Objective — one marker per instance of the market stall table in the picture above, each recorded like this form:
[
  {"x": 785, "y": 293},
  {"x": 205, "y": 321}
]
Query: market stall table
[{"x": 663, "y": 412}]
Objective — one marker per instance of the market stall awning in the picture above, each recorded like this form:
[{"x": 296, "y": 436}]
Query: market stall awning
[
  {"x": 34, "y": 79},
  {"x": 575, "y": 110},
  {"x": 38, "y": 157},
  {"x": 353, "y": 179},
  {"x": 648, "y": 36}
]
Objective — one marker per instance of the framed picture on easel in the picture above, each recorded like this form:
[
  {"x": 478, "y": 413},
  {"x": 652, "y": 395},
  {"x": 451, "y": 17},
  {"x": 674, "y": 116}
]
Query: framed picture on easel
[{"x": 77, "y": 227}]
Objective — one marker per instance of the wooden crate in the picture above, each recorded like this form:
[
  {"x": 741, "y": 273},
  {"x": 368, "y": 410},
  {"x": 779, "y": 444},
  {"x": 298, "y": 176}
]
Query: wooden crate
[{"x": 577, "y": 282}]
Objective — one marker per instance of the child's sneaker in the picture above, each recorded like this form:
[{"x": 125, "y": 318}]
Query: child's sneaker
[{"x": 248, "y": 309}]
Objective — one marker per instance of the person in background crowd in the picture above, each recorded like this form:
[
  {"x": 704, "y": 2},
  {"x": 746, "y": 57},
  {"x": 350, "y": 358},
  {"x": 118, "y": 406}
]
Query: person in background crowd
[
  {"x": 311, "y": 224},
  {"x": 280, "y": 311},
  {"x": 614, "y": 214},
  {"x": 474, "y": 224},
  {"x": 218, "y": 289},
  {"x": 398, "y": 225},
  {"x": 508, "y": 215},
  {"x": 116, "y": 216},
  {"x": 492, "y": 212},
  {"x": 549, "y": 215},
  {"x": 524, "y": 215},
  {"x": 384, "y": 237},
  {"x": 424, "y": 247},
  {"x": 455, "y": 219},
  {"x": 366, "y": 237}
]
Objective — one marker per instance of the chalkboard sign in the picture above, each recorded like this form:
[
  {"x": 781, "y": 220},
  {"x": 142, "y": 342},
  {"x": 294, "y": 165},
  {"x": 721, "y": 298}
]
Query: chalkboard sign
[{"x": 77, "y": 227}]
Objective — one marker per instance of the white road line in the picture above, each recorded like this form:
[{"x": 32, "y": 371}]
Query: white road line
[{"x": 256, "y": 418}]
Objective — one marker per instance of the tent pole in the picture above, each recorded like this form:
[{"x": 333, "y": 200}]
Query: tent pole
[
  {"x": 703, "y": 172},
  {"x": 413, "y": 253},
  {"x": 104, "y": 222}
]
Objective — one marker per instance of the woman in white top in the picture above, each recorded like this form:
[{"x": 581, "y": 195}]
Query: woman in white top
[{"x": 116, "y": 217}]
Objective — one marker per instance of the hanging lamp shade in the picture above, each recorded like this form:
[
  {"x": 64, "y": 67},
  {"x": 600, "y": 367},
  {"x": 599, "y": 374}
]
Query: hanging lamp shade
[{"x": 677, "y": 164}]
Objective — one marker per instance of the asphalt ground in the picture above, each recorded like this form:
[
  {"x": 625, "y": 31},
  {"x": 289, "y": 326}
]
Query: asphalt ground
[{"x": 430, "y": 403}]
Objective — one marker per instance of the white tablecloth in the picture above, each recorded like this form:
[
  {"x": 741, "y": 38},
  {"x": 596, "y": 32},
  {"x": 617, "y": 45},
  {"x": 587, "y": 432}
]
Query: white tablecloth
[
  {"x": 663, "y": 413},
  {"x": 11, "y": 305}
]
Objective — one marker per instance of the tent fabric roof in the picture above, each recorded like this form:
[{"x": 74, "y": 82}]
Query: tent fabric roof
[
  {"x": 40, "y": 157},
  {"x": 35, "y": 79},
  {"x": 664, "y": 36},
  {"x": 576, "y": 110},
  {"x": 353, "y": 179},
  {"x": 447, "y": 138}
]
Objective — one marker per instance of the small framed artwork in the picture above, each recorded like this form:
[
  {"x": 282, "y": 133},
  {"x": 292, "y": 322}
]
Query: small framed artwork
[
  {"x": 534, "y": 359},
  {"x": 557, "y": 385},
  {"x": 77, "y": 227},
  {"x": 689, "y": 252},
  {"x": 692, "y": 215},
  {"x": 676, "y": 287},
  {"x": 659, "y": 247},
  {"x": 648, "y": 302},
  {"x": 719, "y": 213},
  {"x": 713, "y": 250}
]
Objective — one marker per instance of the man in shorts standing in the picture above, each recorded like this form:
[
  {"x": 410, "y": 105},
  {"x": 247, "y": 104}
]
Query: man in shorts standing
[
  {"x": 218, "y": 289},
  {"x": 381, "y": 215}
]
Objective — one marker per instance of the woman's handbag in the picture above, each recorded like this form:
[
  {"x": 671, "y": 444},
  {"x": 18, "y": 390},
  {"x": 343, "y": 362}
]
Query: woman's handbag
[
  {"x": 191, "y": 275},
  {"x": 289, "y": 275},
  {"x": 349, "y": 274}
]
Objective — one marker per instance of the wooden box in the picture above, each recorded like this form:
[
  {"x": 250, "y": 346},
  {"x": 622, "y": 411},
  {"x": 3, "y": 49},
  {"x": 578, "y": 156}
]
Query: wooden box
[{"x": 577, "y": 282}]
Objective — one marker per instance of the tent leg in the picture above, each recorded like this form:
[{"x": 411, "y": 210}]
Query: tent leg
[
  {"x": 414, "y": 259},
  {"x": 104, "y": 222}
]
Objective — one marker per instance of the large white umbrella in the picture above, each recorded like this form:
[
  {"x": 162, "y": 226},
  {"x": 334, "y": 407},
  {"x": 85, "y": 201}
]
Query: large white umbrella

────────────────

**What is being asked**
Please copy every entry above word for word, keeping each character, space and line break unchanged.

**Exercise output**
Objective — one marker per instance of the market stall table in the picture above, each recorded like this form:
[
  {"x": 785, "y": 293},
  {"x": 205, "y": 321}
]
Query: market stall table
[{"x": 663, "y": 412}]
Objective — one marker per instance of the market stall awning in the picture above, each recorded like this form:
[{"x": 296, "y": 436}]
Query: market stall awning
[
  {"x": 34, "y": 79},
  {"x": 575, "y": 110},
  {"x": 38, "y": 157},
  {"x": 353, "y": 179},
  {"x": 648, "y": 36}
]
Objective — one marker per instance of the framed picture on easel in the picture above, each recorded like this form:
[
  {"x": 478, "y": 413},
  {"x": 652, "y": 395},
  {"x": 451, "y": 17},
  {"x": 674, "y": 116}
]
Query: framed picture on easel
[{"x": 77, "y": 227}]
Objective — one marker per instance of the wooden crate in the picture above, each recorded like this form:
[
  {"x": 741, "y": 273},
  {"x": 368, "y": 410},
  {"x": 779, "y": 444},
  {"x": 298, "y": 176}
]
Query: wooden crate
[{"x": 577, "y": 282}]
Objective — one marker per instance of the child's sneaker in the picture above, each recorded like this form:
[{"x": 125, "y": 318}]
Query: child's sneaker
[{"x": 248, "y": 309}]
Objective — one marker per instance of the person in background crowd in the picture above, each recorded like this form:
[
  {"x": 704, "y": 2},
  {"x": 746, "y": 57},
  {"x": 350, "y": 358},
  {"x": 118, "y": 406}
]
Query: person in background crowd
[
  {"x": 311, "y": 224},
  {"x": 280, "y": 311},
  {"x": 614, "y": 214},
  {"x": 474, "y": 224},
  {"x": 218, "y": 289},
  {"x": 398, "y": 225},
  {"x": 508, "y": 215},
  {"x": 116, "y": 216},
  {"x": 492, "y": 212},
  {"x": 549, "y": 215},
  {"x": 524, "y": 215},
  {"x": 384, "y": 237},
  {"x": 424, "y": 247},
  {"x": 455, "y": 219},
  {"x": 366, "y": 237}
]
Objective — one marker per instance of the chalkboard sign in the picture above, each recorded like this form:
[
  {"x": 781, "y": 220},
  {"x": 142, "y": 342},
  {"x": 294, "y": 165},
  {"x": 721, "y": 298}
]
Query: chalkboard sign
[{"x": 77, "y": 227}]
Objective — one marker per instance of the white road line in the picture above, each recorded like this form:
[{"x": 32, "y": 371}]
Query: white road line
[{"x": 256, "y": 418}]
Objective — one marker per instance of the tent pole in the picture above, each recorded like this form:
[{"x": 333, "y": 200}]
Query: tent pole
[
  {"x": 703, "y": 172},
  {"x": 413, "y": 253},
  {"x": 104, "y": 222}
]
Objective — one marker per instance of the woman in white top in the picture above, each recorded like this form:
[{"x": 581, "y": 195}]
Query: woman in white top
[{"x": 116, "y": 217}]
Objective — one marker per instance of the hanging lamp shade in the picture above, each recorded like this form:
[
  {"x": 64, "y": 67},
  {"x": 600, "y": 367},
  {"x": 599, "y": 374}
]
Query: hanging lamp shade
[{"x": 677, "y": 164}]
Objective — one marker per instance of the asphalt ground in the picture above, each recorded like this form:
[
  {"x": 625, "y": 31},
  {"x": 289, "y": 326}
]
Query: asphalt ground
[{"x": 430, "y": 403}]
Objective — one marker per instance of the white tablecloth in the picture above, each recorded like this form:
[
  {"x": 741, "y": 38},
  {"x": 596, "y": 32},
  {"x": 617, "y": 45},
  {"x": 587, "y": 432}
]
Query: white tablecloth
[
  {"x": 663, "y": 413},
  {"x": 11, "y": 305}
]
Objective — one marker per instance of the tent fabric roof in the picture above, each recorded like this form:
[{"x": 74, "y": 82}]
Query: tent fabric roof
[
  {"x": 40, "y": 157},
  {"x": 35, "y": 79},
  {"x": 664, "y": 36},
  {"x": 576, "y": 110},
  {"x": 353, "y": 179},
  {"x": 447, "y": 138}
]
Objective — one marker per instance of the small framed artwork in the picture above, each recorded like this form:
[
  {"x": 282, "y": 133},
  {"x": 292, "y": 322}
]
Query: small framed artwork
[
  {"x": 534, "y": 359},
  {"x": 557, "y": 385},
  {"x": 77, "y": 227},
  {"x": 689, "y": 252},
  {"x": 692, "y": 215},
  {"x": 676, "y": 287},
  {"x": 659, "y": 247},
  {"x": 648, "y": 302},
  {"x": 719, "y": 213},
  {"x": 713, "y": 250}
]
Objective — one marker per instance of the man in shorts standing in the picture above, each recorded like this form:
[
  {"x": 410, "y": 105},
  {"x": 247, "y": 104}
]
Query: man in shorts standing
[
  {"x": 218, "y": 289},
  {"x": 381, "y": 215}
]
Objective — one marker per instance of the woman's handbag in the picture above, each recorded like this form:
[
  {"x": 671, "y": 444},
  {"x": 18, "y": 390},
  {"x": 343, "y": 362}
]
Query: woman's handbag
[
  {"x": 191, "y": 275},
  {"x": 289, "y": 275},
  {"x": 349, "y": 274}
]
Objective — one marker per instance of the wooden box in the picture above, each recorded like this form:
[
  {"x": 250, "y": 346},
  {"x": 622, "y": 411},
  {"x": 3, "y": 49},
  {"x": 578, "y": 156}
]
Query: wooden box
[{"x": 577, "y": 282}]
Objective — one marker per instance of the tent leg in the picture above, each recorded like this form:
[{"x": 411, "y": 210}]
Query: tent leg
[
  {"x": 414, "y": 259},
  {"x": 104, "y": 222}
]
Objective — one marker per instance of the large white umbrella in the picture above, each recorded like this form:
[
  {"x": 162, "y": 226},
  {"x": 334, "y": 407},
  {"x": 85, "y": 201}
]
Query: large white umbrella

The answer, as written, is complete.